[GIVEN PROBLEM 1]
Print the stretch of the tilegen shader post from "How do we map the" through "ivec2 GetVRamCoords(int offset)", word for word.
[GIVEN PROBLEM 2]
Carry on the tilegen shader post from its last line.

>> BEGIN SOURCE PASSAGE

Tilegen inside a fragment shader

Technical discussion for those interested in Supermodel development and Model 3 reverse engineering. Prospective contributors welcome.
Forum rules
Keep it classy!

  • No ROM requests or links.
  • Do not ask to be a play tester.
  • Do not ask about release dates.
  • No drama!

Tilegen inside a fragment shader

Postby Ian » Wed Sep 06, 2023 6:17 am

Why?
Because drawing is kind of slow on the cpu, and a GPU is a massive SIMD monster that can probably eat more data than you can throw at it. Originally I was thinking about writing a compute shader to do this, because with compute shaders you can write to arbitrary memory locations, but in the end I figured we could do it in a fragment shader.
Image

With older opengl (2.1) really you could only do floating point math on the GPU in the shader. There really was very little integer math other than maybe a loop counter, which might get unrolled anyway.
With gl3+ you can do full integer maths so %^|&& etc with signed and unsigned data types

How do we map the memory to the GPU?
Well in opengl we either get uniform memory or texture memory. The VRAM is way too big to pass as uniform memory to the shader, so must be mapped as a texture. How do we map vram as a texture? Well the bottom part of the memory is exactly 1mb, which we can map to a 512x512 texture (4 bytes per pixel) == 1mb. In order to index the vram texture, we have to generate texture coordinates to map to the memory locations. I use this simple function

Code: Select all
   ivec2 GetVRamCoords(int offset)
   {
      return ivec2(offset % 512, offset / 512);
   }


That essentially maps a 1d to a 2d array of a fixed width/height. The palette data works the same way, but with a different texture. To read the texture i use the texelFetch function, which takes integer coordinates and skips the bilinear/trilinear and other possible filtering modes associated with reading textures.

The shader inputs can map to an array of integer uniform inputs. Uniforms are great because conditional logic based upon inputs can be optimised away because every pixel for the draw call will evaluate to the same logic.

Here is what it looks like. This is drawing drawing like layer 2 directly to the frame buffer in a 496x384 window as a test

Image

This is the shader code
Code: Select all
// Vertex shader
static const char s_vertexShaderSourceNew[] = R"glsl(

   #version 410 core

   void main(void)

>> END SOURCE PASSAGE
>> BEGIN DATA BLOCK

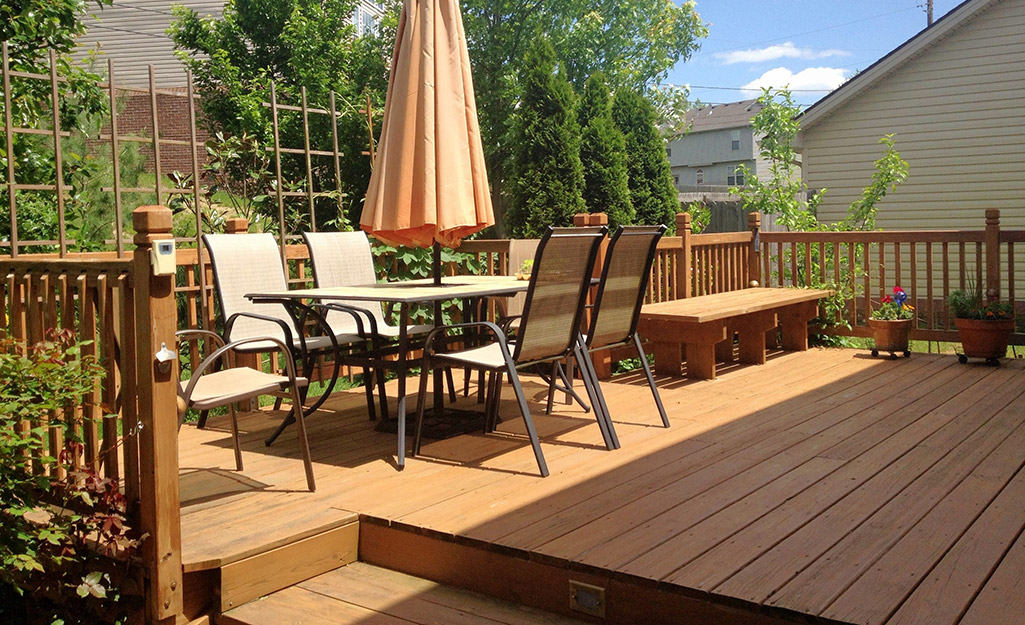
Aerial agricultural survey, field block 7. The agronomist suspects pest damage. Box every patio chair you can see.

>> END DATA BLOCK

[EXPECTED ANSWER 1]
How do we map the memory to the GPU?
Well in opengl we either get uniform memory or texture memory. The VRAM is way too big to pass as uniform memory to the shader, so must be mapped as a texture. How do we map vram as a texture? Well the bottom part of the memory is exactly 1mb, which we can map to a 512x512 texture (4 bytes per pixel) == 1mb. In order to index the vram texture, we have to generate texture coordinates to map to the memory locations. I use this simple function

Code: Select all
   ivec2 GetVRamCoords(int offset)

[EXPECTED ANSWER 2]
   {
      const vec4 vertices[] = vec4[](vec4(-1.0, -1.0, 0.0, 1.0),
                              vec4(-1.0,  1.0, 0.0, 1.0),
                              vec4( 1.0, -1.0, 0.0, 1.0),
                              vec4( 1.0,  1.0, 0.0, 1.0));

      gl_Position = vertices[gl_VertexID % 4];   
   }

   )glsl";

// Fragment shader
static const char s_fragmentShaderSourceNew[] = R"glsl(

   #version 410 core

   //layout(origin_upper_left) in vec4 gl_FragCoord;

   // inputs
   uniform usampler2D vram;         // texture 512x512
   uniform usampler2D palette;         // texture 128x256   - actual dimensions dont matter too much but we have to stay in the limits of max tex width/height, so can't have 1 giant 1d array
   uniform uint regs[32];
   uniform int layerNumber;

   // outputs
   out vec4 fragColor;

   ivec2 GetVRamCoords(int offset)
   {
      return ivec2(offset % 512, offset / 512);
   }

   ivec2 GetPaletteCoords(int offset)
   {
      return ivec2(offset % 128, offset / 128);
   }

   uint GetLineMask(int yCoord)
   {
      uint shift         = (layerNumber<2) ? 16u : 0u;                           // need to check this, we could be endian swapped so could be wrong
      uint maskPolarity   = ((layerNumber & 1) > 0) ? 0xFFFFu : 0x0000u;
      int index         = (0xF7000 / 4) + yCoord;

      ivec2 coords      = GetVRamCoords(index);
      uint mask         = ((texelFetch(vram,coords,0).r >> shift) & 0xFFFFu) ^ maskPolarity;

      return mask;
   }

   bool GetPixelMask(int xCoord, int yCoord)
   {
      uint lineMask = GetLineMask(yCoord);
      uint maskTest = 1 << (15-(xCoord/32));

      return (lineMask & maskTest) != 0;
   }

   int GetLineScrollValue(int layerNum, int yCoord)
   {
      int index = ((0xF6000 + layerNum * 0x400) / 4) + (yCoord /2);
      int shift = (yCoord % 2) * 16;                                    // double check this

      ivec2 coords = GetVRamCoords(index);
      return int((texelFetch(vram,coords,0).r >> shift) & 0xFFFFu);
   }

   int GetTileNumber(int xCoord, int yCoord, int xScroll, int yScroll)
   {
      int xIndex = ((xCoord + xScroll) / 8) & 0x3F;
      int yIndex = ((yCoord + yScroll) / 8) & 0x3F;
      
      return (yIndex*64) + xIndex;
   }

   int GetTileData(int layerNum, int tileNumber)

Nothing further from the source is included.